**Page text**:
2.4.2. Initial and Boundary Conditions

The thermal insulation or adiabatic surface, symmetry and outflow boundary conditions were simulated as:

$$-n\cdot \left(-k\nabla T\right)=0$$

(38)

Opaque Surface:

$$-n\cdot \left(-k\nabla T\right)=q_{r,net}$$

(39)

$$I_{i,bnd}={\epsilon }_W{/}_b\left(T\right)+\frac{1-{\epsilon }_W}{\pi }{q}_{r,net},n\cdot S_i<0$$

(40)

$$q_{r,out}=\sum _{n\cdot S_j>0}{\omega }_j{/}_{j}n\cdot S_j$$

(41)

The temperature boundary condition was used to simulate the inlet temperature of the receiver:

$$T=T_0$$

(42)

Heat Flux:

$$-n\cdot \left(-k\nabla T\right)=h\cdot \left(T_{ext}-T\right)$$

(43)

2.4.3. Grid Generation

The grid system used in this study is presented in Figure 3a, which was then used in COMSOL simulations. A grid sensitivity test was first performed to determine the optimum grid system for the current study as presented in Figure 3b. Maximum static temperature (K) was recorded from the model for eight different grid systems as shown in the figure. From the figure, it is clear that grid system higher than 54,928,84 elements is quite sufficient to produce reasonably stable result for the current model. Hence, the results produced from this simulation study were totally grid independent.

**Task objective**:
Answer these from the page text:
(a) Which boundary condition was used to simulate the receiver's inlet temperature?
(b) For how many different grid systems was the maximum static temperature recorded?
(c) In which software were the grid system's simulations run?

**Dataset entries**:
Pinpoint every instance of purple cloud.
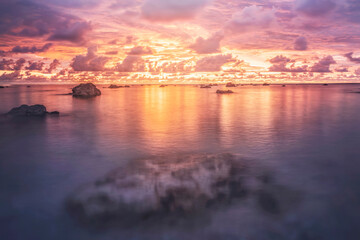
[294,37,308,51]
[70,47,109,71]
[189,33,224,54]
[141,0,209,22]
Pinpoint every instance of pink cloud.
[141,0,210,22]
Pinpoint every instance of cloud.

**Solution for this problem**:
(a) The temperature boundary condition, T = T₀
(b) Eight
(c) COMSOL